> **WHAT THE TASK REQUIRES**:
Reproduce the section of the text on why children need sunglasses from "There’s also another" to "people a must.", with no changes.

> **PASSAGE PROVIDED**:

━━━━━━━━━━

Reasons Children Need Sunglasses
Protecting your eyes from the sun is essential, no matter your age. Parents ask us all the time whether their children need sunglasses — and the short answer is yes, they do. Vision problems can occur during any stage of a person’s life, so your kids should start preventing them early.
Let’s take a look at some of the ways sunglasses protect children from common eye problems. We’ll also explain how young people can benefit from eye exams. With luck, the knowledge below will help everyone in your family see clearly for many years to come.
How Are Children’s Eyes Different From Those of Adults?
Children need sunglasses because the lenses in their eyes allow more UV radiation to pass through than those of adults. Since UV radiation that enters the eye causes cell damage, this puts children at a higher risk for many complications. We’ll describe the most common ones in the next section.
There’s also another reason children may need extra eye protection, and it’s a simple one: kids tend to spend longer outside. This additional exposure, combined with their increased susceptibility to UV light, makes eye protection for young people a must.
Common Eye Problems Caused by Sunlight
Sunglasses with UV 400 protection block 100% of UV radiation from the sun’s rays and can substantially decrease the likelihood of these conditions appearing in people who wear them regularly from an early age. The following is a list of eye problems UV rays can cause.

━━━━━━━━━━

> **PROVIDED INFORMATION**:

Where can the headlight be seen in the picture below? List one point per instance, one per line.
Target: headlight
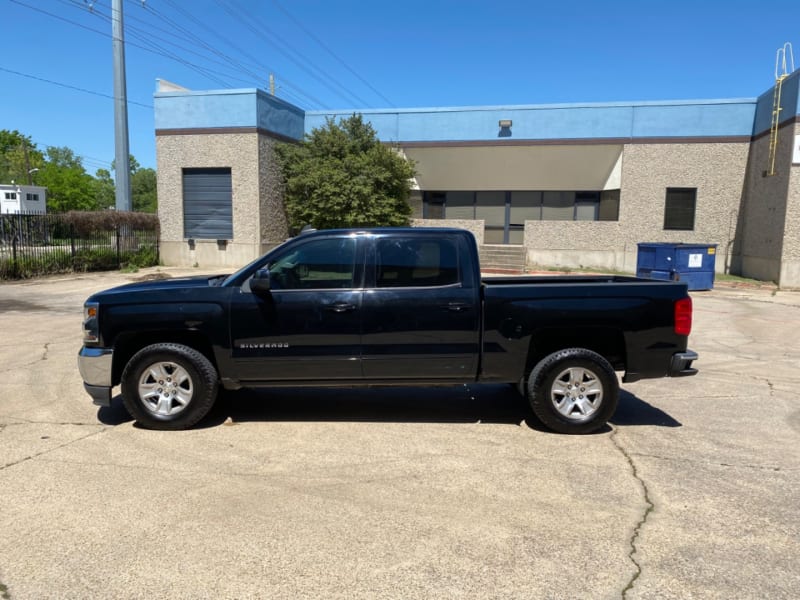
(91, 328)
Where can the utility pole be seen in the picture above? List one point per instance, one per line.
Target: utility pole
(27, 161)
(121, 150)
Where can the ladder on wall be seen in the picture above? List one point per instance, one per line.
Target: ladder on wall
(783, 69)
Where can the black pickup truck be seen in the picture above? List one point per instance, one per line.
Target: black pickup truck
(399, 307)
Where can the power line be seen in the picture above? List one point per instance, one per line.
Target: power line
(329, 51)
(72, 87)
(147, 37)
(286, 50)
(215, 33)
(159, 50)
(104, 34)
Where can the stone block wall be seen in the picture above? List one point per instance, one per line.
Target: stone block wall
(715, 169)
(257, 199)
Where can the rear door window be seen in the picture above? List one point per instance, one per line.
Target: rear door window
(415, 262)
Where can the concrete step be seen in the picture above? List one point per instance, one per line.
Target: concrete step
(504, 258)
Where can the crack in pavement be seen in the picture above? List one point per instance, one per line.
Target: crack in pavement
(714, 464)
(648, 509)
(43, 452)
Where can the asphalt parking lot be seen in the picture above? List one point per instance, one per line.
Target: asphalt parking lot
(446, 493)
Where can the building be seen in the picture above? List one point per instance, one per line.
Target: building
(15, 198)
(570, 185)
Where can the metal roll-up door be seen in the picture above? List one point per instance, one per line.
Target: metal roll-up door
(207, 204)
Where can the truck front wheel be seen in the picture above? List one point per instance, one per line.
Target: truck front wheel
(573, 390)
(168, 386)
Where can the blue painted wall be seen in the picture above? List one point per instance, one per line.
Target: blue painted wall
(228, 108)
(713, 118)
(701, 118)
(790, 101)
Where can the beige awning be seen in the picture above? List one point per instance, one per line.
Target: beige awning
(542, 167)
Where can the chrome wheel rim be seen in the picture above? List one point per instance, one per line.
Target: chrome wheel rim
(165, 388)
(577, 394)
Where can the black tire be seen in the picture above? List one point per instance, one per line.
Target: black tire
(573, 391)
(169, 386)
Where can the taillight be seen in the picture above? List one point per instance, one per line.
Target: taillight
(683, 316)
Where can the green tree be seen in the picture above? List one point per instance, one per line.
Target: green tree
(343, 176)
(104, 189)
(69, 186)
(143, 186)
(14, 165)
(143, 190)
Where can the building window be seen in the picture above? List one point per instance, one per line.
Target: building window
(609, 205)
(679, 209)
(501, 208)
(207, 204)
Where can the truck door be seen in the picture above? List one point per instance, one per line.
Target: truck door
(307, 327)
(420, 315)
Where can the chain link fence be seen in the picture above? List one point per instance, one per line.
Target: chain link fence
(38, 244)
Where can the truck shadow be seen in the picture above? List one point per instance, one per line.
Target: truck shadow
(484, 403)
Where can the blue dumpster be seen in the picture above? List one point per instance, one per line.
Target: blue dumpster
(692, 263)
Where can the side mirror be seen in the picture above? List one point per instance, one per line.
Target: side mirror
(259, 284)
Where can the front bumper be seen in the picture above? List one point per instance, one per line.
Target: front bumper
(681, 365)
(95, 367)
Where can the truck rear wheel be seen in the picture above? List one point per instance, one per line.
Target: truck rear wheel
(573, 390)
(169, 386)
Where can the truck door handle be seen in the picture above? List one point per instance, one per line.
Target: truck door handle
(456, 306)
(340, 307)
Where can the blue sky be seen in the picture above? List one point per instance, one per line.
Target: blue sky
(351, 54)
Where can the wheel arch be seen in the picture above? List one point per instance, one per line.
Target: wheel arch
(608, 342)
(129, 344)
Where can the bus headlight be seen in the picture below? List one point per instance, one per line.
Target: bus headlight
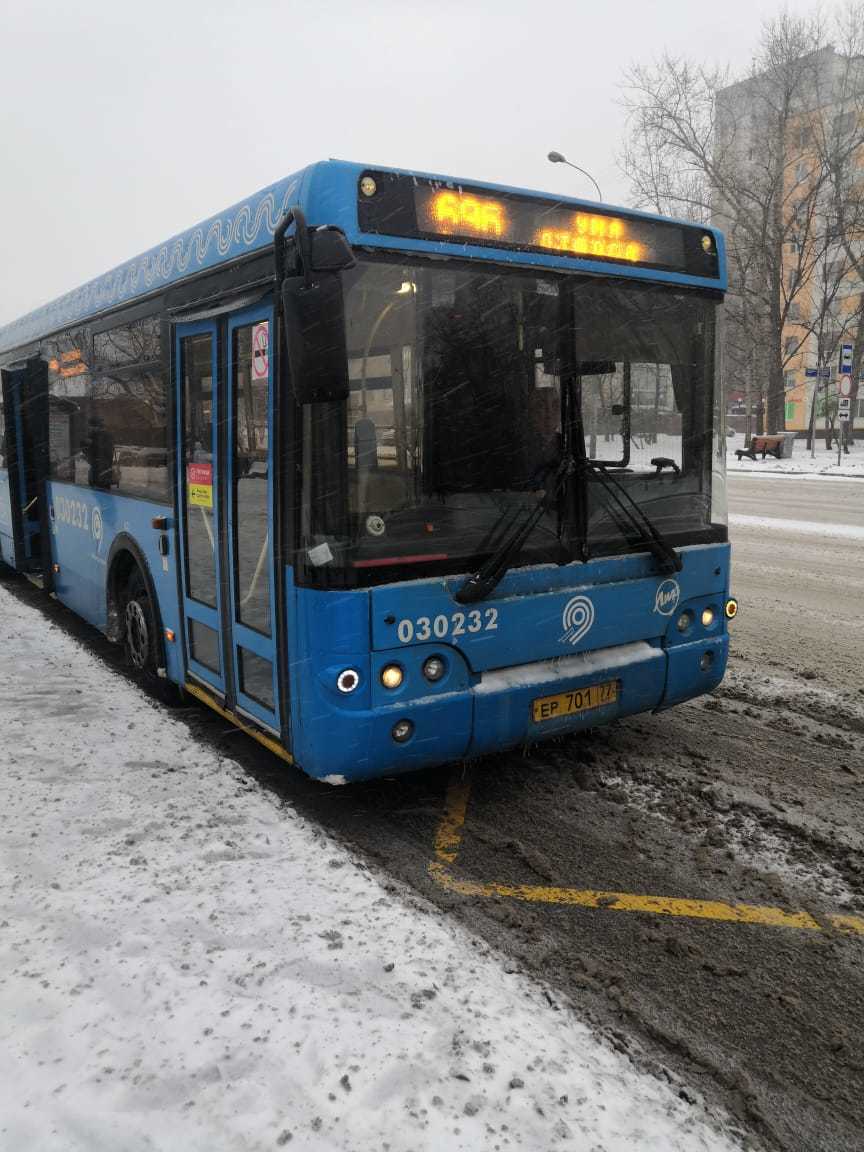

━━━━━━━━━━

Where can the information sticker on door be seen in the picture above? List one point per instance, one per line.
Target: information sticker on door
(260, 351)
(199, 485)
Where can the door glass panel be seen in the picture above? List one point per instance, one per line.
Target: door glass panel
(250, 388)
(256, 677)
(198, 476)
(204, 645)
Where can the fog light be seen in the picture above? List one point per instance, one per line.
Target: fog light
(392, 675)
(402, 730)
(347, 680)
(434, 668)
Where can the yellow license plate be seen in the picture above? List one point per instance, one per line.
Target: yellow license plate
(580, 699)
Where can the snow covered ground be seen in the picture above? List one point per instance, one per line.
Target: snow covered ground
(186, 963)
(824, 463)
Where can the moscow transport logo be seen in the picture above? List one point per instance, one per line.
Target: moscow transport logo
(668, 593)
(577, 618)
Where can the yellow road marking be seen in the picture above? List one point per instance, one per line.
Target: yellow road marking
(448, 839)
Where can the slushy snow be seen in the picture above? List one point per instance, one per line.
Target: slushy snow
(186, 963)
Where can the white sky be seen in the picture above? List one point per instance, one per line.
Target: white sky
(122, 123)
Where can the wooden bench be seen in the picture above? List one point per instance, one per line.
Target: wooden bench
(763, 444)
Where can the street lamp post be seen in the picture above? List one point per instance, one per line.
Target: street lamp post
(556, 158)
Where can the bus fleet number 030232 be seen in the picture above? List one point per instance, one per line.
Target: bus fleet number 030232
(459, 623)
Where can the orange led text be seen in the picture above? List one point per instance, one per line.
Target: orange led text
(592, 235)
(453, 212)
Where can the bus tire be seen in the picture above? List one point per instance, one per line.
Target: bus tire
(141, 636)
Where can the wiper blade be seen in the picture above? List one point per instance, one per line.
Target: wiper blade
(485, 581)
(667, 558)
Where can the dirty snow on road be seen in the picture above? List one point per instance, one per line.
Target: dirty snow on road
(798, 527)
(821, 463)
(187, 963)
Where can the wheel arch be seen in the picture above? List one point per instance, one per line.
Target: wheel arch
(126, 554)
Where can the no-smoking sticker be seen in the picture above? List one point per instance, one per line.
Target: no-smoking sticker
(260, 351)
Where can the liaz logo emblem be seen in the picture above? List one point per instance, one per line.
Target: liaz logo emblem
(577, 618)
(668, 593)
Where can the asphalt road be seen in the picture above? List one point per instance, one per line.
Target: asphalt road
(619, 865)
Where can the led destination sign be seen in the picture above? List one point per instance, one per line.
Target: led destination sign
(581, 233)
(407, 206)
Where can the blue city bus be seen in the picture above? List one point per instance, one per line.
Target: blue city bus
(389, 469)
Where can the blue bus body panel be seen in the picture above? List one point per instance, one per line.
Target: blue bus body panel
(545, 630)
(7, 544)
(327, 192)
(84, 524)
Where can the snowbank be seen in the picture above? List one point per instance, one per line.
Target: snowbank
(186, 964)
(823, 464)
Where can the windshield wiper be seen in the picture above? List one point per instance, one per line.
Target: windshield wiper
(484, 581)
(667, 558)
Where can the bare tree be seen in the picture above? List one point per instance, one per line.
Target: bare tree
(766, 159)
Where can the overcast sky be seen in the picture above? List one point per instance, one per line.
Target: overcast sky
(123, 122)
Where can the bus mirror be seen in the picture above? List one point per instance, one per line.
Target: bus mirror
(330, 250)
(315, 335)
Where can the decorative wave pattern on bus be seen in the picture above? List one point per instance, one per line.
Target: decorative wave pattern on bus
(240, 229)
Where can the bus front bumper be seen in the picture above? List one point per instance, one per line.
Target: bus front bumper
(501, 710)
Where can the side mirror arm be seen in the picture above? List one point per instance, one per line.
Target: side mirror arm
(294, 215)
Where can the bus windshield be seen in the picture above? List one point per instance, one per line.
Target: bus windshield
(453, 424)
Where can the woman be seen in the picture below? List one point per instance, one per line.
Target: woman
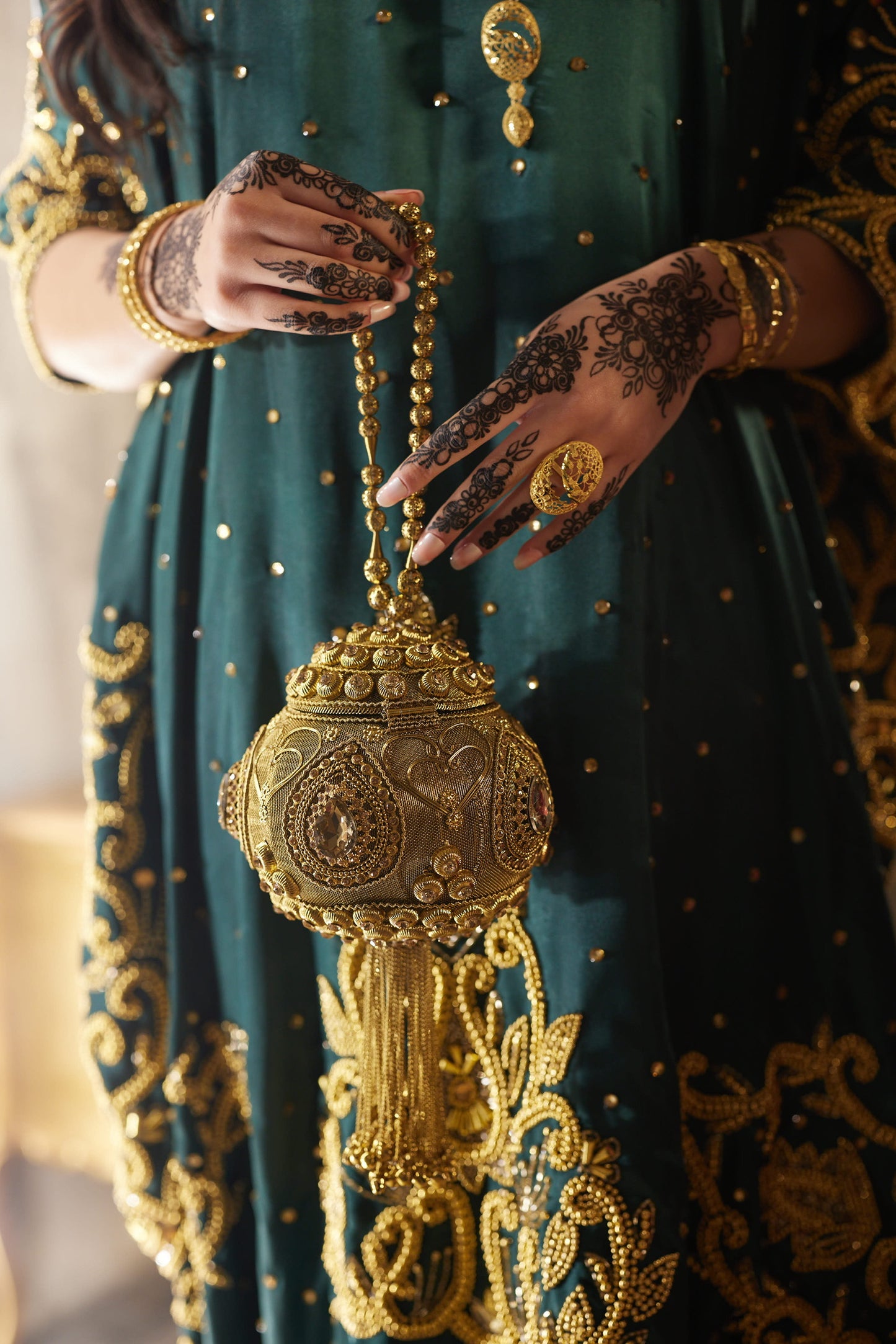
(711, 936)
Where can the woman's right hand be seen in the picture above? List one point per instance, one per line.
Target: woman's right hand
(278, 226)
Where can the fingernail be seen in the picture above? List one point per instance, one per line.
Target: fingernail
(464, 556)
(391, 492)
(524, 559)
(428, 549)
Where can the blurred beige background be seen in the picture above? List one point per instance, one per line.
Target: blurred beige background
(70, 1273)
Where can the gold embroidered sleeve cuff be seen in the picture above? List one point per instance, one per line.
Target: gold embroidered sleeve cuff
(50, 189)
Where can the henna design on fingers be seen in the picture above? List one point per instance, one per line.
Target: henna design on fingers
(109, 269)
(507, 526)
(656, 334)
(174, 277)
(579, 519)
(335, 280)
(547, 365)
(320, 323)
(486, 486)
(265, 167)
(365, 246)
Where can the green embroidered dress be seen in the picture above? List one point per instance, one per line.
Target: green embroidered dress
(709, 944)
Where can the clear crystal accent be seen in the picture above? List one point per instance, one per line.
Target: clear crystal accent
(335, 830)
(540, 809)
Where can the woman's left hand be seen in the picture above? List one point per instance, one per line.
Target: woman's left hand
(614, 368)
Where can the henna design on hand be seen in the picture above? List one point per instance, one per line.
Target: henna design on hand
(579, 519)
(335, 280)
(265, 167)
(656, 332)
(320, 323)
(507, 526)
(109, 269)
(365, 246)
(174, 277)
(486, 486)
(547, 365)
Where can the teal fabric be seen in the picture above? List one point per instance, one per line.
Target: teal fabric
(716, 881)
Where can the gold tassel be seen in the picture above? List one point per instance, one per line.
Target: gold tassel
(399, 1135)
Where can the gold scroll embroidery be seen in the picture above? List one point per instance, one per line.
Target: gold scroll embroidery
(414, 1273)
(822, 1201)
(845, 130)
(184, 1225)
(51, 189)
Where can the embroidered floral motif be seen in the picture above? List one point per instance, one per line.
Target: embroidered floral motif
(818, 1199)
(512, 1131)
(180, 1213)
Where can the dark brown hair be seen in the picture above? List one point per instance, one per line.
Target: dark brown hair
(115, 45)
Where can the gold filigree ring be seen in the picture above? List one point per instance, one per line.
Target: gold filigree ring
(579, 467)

━━━━━━━━━━

> **RESPONSE AREA**:
There’s also another reason children may need extra eye protection, and it’s a simple one: kids tend to spend longer outside. This additional exposure, combined with their increased susceptibility to UV light, makes eye protection for young people a must.